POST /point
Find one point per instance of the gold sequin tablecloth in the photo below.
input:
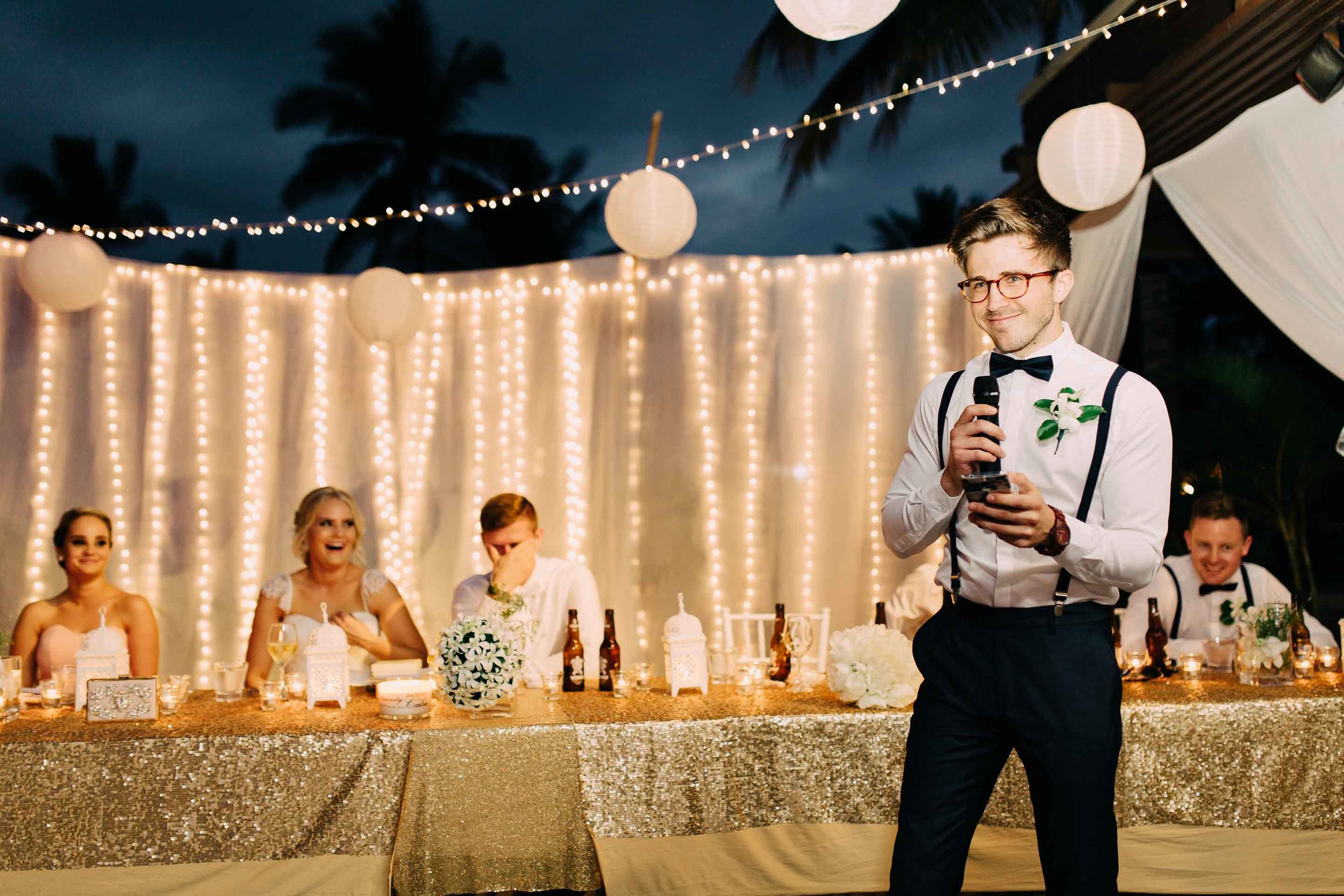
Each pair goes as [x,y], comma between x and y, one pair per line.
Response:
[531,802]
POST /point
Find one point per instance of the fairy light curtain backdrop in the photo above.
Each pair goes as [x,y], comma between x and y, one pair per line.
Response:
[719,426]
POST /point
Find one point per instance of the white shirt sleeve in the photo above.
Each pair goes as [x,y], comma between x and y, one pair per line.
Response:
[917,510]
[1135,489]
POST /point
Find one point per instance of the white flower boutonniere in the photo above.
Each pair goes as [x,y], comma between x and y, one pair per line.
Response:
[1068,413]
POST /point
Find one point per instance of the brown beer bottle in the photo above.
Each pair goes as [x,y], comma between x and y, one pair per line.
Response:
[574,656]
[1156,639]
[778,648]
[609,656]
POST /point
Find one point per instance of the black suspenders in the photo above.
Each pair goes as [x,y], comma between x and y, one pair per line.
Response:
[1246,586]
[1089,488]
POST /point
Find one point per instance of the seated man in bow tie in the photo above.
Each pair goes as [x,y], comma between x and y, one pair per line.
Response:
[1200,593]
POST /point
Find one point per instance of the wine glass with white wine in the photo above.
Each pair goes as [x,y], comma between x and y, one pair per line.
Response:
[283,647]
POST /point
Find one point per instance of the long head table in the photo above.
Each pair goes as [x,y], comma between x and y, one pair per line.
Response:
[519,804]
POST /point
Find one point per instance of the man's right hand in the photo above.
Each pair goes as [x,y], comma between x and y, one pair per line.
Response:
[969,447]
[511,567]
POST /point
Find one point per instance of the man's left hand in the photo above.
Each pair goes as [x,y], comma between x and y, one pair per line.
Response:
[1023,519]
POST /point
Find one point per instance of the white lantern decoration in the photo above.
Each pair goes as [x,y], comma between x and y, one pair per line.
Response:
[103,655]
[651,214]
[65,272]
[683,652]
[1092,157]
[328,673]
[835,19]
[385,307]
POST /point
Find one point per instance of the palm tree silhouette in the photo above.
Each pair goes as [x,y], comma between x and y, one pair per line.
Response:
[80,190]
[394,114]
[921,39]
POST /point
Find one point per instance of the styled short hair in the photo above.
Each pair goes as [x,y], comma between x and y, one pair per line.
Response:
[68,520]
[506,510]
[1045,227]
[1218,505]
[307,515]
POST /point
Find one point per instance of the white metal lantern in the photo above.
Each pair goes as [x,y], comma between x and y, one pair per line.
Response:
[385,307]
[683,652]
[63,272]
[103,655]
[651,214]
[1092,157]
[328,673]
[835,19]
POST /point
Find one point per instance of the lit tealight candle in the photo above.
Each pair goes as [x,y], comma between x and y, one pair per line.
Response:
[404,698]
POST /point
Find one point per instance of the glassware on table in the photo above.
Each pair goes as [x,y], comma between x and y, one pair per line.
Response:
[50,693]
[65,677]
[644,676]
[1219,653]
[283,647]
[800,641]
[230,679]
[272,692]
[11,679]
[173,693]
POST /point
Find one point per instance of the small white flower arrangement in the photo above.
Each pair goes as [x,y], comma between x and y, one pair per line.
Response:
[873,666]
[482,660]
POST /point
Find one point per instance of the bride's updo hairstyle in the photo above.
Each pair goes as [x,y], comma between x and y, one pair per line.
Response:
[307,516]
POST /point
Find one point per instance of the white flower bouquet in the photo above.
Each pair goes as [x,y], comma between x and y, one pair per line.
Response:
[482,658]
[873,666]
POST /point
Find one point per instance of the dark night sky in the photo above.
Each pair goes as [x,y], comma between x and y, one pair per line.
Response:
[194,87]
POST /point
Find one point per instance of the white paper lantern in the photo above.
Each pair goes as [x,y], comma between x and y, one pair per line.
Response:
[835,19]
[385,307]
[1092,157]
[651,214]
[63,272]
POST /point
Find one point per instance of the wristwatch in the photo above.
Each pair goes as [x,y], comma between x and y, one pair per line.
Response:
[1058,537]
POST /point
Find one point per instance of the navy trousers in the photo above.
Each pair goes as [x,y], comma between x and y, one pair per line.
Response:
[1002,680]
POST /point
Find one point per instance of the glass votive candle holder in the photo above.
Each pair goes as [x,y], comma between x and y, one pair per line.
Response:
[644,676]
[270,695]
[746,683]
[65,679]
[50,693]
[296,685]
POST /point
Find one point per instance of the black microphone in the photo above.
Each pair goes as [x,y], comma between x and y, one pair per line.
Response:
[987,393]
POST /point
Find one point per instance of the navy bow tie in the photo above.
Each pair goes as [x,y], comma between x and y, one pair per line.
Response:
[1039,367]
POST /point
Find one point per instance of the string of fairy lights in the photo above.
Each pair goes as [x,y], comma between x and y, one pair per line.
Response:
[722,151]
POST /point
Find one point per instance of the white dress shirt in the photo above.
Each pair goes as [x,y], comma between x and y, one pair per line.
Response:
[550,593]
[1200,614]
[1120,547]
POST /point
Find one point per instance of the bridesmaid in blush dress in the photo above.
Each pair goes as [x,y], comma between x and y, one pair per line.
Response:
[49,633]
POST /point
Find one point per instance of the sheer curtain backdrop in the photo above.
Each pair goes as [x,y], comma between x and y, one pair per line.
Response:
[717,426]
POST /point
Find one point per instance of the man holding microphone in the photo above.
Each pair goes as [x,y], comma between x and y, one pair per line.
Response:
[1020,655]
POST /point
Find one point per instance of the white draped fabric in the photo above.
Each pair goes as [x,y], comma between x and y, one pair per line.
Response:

Directive
Without the pictures, output the full listing exactly as it stands.

Output
POST /point
Find one point per instance of the gold sequin tablecloth in the photo below.
input:
Each pair goes as [x,y], comma between x and y, one pair per line.
Response:
[531,802]
POST /point
Find one point per instance of the fairy light curtain backdrop in the photo above.
Each pair goes as [x,y], comma between x and y, one pair per line.
Response:
[719,426]
POST /point
Find one point per instance of the white shirt sleeve in the photo above.
Each pair goes as [x,y], comma between x and y, one pair per line.
Response:
[917,510]
[1135,489]
POST /point
Find one point per instance of the white flower boutonniere in the photo above.
Each pair goes as [x,y], comma between x and y, one pair per line.
Response:
[1068,413]
POST /point
Find one point per instance of the brown beer bottle in the photo above.
Each pair goes as [x,y], comma between x and y, one pair per line.
Response:
[574,656]
[1156,639]
[778,648]
[609,656]
POST /point
Find one point per instance of the black suspenders in the photo above.
Each pair goes as [x,y], comma between x and y, one pair per line.
Response:
[1246,586]
[1089,488]
POST /point
Find one point per instance of the seated man in bow tie in the photo above.
Each pair goes as [x,y], comma between x and y, one pair per line.
Response:
[1200,593]
POST /point
Find one point per instance of the wine glass with white wine in the photo above.
Each pair goes as [x,y], comma between x and y, one pair per line.
Response:
[283,647]
POST /point
Find one point per instance of the long head table in the photo above.
Each pair goes as [x,y], comma between x and y, one pair per line.
Response:
[519,804]
POST /point
Find one point per instance of the man's right hand in the photo above.
Each pair goes as [x,y], comma between x and y, one pair per line.
Response:
[969,447]
[511,567]
POST /point
Find one point per instance of the man's left hand in the photo above.
Each pair goes as [x,y], comma between x and y, one pair per line.
Response:
[1023,519]
POST /point
Find one point per instance of the white lantern decoration in the photo above.
Each pair goes as [x,y], comma between x and y, one pair per line.
Response:
[103,655]
[651,214]
[65,272]
[683,652]
[1092,157]
[328,673]
[835,19]
[385,307]
POST /point
Find one point per instance of the palm tree silhouette in the photo above.
Each pair goes as [x,y], comma between x and y, one pair per line.
Response:
[80,190]
[394,114]
[921,39]
POST /point
Find one point per instance of the styled short hair in the photo above.
Each pair goes as [x,y], comma between x and y, one pair per line.
Response:
[68,520]
[506,510]
[1045,227]
[1218,505]
[307,515]
POST /point
Find one point per instance of the white metal lantern in the photo above.
Each pair goes as [x,y], comma between x and y, one pair per line.
Response:
[385,307]
[683,652]
[63,272]
[103,655]
[651,214]
[1092,157]
[328,673]
[835,19]
POST /point
Find one point per instance of the lit tealight candle in the photo above.
Each pair goes as [x,y], comma between x and y, one pair per line.
Response:
[404,698]
POST /point
Find one point per instance of the glassware on table in the photo above.
Each pair goes as [x,y], comma between x and y, one pair per line.
Response:
[50,693]
[65,677]
[644,676]
[1219,653]
[283,647]
[800,641]
[230,679]
[272,692]
[11,679]
[173,693]
POST /point
Find one point per instance of the small white flower arrangement in the photo above.
Each pair goes as [x,y], comma between x and y, one pair per line.
Response:
[873,666]
[482,660]
POST /point
Find one point per instance of the bride's updo hairstyle in the photo above.
Each pair goes as [x,y], comma between x and y, one pair per line.
Response:
[307,516]
POST /point
Find one point per instance of the white flower bouquet in the photo above.
Each pair goes as [x,y], comma between x and y, one pair per line.
Response:
[482,658]
[873,666]
POST /point
Find one point per instance of the dark night sky in the photo above.
Each pair goes as [x,y], comma between x and y, one pair per line.
Response:
[194,87]
POST /point
Find one point per instance of the white paper lantern in the photo above.
Each pair goes as [x,y], comma between x and y, one pair per line.
Response:
[835,19]
[385,307]
[1092,157]
[651,214]
[63,272]
POST /point
Find one point per instance of the wristwatch in the photo above.
Each pair goes as [x,y], comma between x and y, one pair per line.
Response:
[1058,537]
POST /point
Find one point per instance of the navy trousers in the photo above.
Each pair goes as [x,y], comma between x and y, one pair per line.
Response:
[1002,680]
POST /point
Find one point per instance of the glass votive candle holder in the photo above.
Each pair goes as [x,y], comma between x and y, one pair per line.
Response:
[644,676]
[270,695]
[746,683]
[65,679]
[50,693]
[296,685]
POST /point
Find one point per instance of the black microphone in the photo above.
Each pair goes as [x,y], comma between x and y, one pair per line.
Response:
[987,393]
POST /point
Find one point per instance of the navy bow tie in the photo above.
Each pair goes as [x,y], comma between x and y, one pair per line.
Response:
[1039,367]
POST /point
Find one point per instance of the string of fairy lights in the photo above.
Each pair goes as [x,y], comma between x and y, one pair per line.
Response:
[722,151]
POST /point
Find one point per instance of the white dress shirt in the photo above.
Each pair goes as [x,y], comma between x and y, one pair per line.
Response:
[550,593]
[1200,614]
[1120,547]
POST /point
Find one point per instance of the bridesmaid in blush dress in the photo above.
Each pair goes as [x,y], comma between x and y, one pair per line.
Response:
[49,633]
POST /point
Find one point per instance of the sheer curtain backdrop in the photo above.
Each pair goes as [x,y], comma between x and y, one pair per line.
Response:
[717,426]
POST /point
Find one point per instance of the man holding microphone in the photo above.
Each pair goes as [x,y], comma between x and y, one pair per line.
Response:
[1020,655]
POST /point
Find one point per instance of the white draped fabric in the photo above.
Each pair goes as [x,y], comma between x and y, one pair per line.
Response:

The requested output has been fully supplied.